文書抜粋:
ドライブレコーダーの過熱対策


ドライブレコーダーの駐車場監視モードによる暗電流が大き過ぎてバッテリーを消耗する対策に追われている間、実はもう1つの問題に悩まされていた。それがドライブレコーダーの過熱問題だ。

駐車監視モードを利用している際、天気が良く、車内の温度が上昇するとドライブレコーダーが過熱して停止することが頻繁に起こっていたため、暗電流の件と並行して対策を模索していたが、常時稼働に耐えられそうな方法が完成したので公開することとした。

■皮肉な太陽

ドライブレコーダーの駐車場監視モードによる暗電流は、ソーラーチャージャーによる充電で対策をしている。天候が良ければ発電量が増えるが、皮肉なことにドライブレコーダーが過熱する問題を引き起こしてしまう。

この問題は、直射日光による車内及びドライブレコーダー本体の加熱とドライブレコーダーの稼働時に発生する発熱が加わって発生する。

コムテックZDR-13

現在使用しているドライブレコーダー コムテックZDR-13は使用環境が-10~60度までとなっており、限界を超えてしまうと録画を自動停止して本体を保護する。走行中に録画する常時録画のみ利用するのであればエアコンの冷却により問題なく稼働するが、エンジンが停止している駐車監視モード中はそうもいかない。
※実際は60度以上で警告となり更に上昇すると録画停止となる

さらに困ったことに、一度過熱した状態にから録画が可能な状態までエアコンで冷却するためには5分以上の時間が必要で、その間に事故を起こしても録画は一際されないというおまけ付きだ。

ドライブレコーダーの本体温度は89.5度

実際にどの程度熱くなっているのか調査してみたが、過熱で停止した際のドライブレコーダーの本体温度は89.5度となっていた。

直射日光の当たるダッシュボードで66.4度

この時の車内の温度は、日陰で51.9度、直射日光の当たるダッシュボードで66.4度となっていたので、直射日光と車内の熱にドライブレコーダー自体の発熱が加わることで限界を超えたと予想される。

暗電流の件で苦労してドライブレコーダーの駐車場監視モードを常時録画に耐える環境に持っていったというのに、過熱で録画停止をするのではその苦労も無駄になってしまう。そこで、夏に向けて過熱対策をしてみることにした。

■対策は遮光と冷却

プラダンをフロントガラスに張り付け

ドライブレコーダーの過熱については直射日光によるところが大きいと予想し、適当なサイズのプラダンをフロントガラスに張り付けてドライブレコーダーが影になるように調整してみた。

しかし、この予想は外れた。車内が暑いうえ、ドライブレコーダー自体の発熱も加わり過熱停止はこれでも避けられなかった。

記録情報:
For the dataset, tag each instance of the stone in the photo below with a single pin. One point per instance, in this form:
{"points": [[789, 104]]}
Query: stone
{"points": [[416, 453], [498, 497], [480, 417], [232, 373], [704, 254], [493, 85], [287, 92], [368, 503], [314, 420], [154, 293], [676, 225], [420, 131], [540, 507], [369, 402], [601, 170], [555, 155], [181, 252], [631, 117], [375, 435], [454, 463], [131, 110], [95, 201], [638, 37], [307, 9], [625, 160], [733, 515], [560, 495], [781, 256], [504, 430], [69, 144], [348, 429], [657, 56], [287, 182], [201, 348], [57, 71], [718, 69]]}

課題一覧:
**1)** 過熱対策の文書のうち、「実際にどの程度熱くなっている」で始まり「影になるように調整してみた。」で終わる部分を、「プラダン」を「段ボール」に置き換えて書き直しなさい。
**2)** 過熱対策の文書によると、過熱で停止した際のドライブレコーダーの本体温度は何度だったか。
**3)** 過熱対策の文書で、ドライブレコーダーが過熱停止した際に測定された温度を、測定した場所または対象とともにすべて挙げなさい。
リストは本文とは別個の資料である。

課題別解答:
**1)**
実際にどの程度熱くなっているのか調査してみたが、過熱で停止した際のドライブレコーダーの本体温度は89.5度となっていた。

直射日光の当たるダッシュボードで66.4度

この時の車内の温度は、日陰で51.9度、直射日光の当たるダッシュボードで66.4度となっていたので、直射日光と車内の熱にドライブレコーダー自体の発熱が加わることで限界を超えたと予想される。

暗電流の件で苦労してドライブレコーダーの駐車場監視モードを常時録画に耐える環境に持っていったというのに、過熱で録画停止をするのではその苦労も無駄になってしまう。そこで、夏に向けて過熱対策をしてみることにした。

■対策は遮光と冷却

段ボールをフロントガラスに張り付け

ドライブレコーダーの過熱については直射日光によるところが大きいと予想し、適当なサイズの段ボールをフロントガラスに張り付けてドライブレコーダーが影になるように調整してみた。

**2)** 89.5度

**3)**
・ドライブレコーダーの本体温度：89.5度
・車内の日陰：51.9度
・直射日光の当たるダッシュボード：66.4度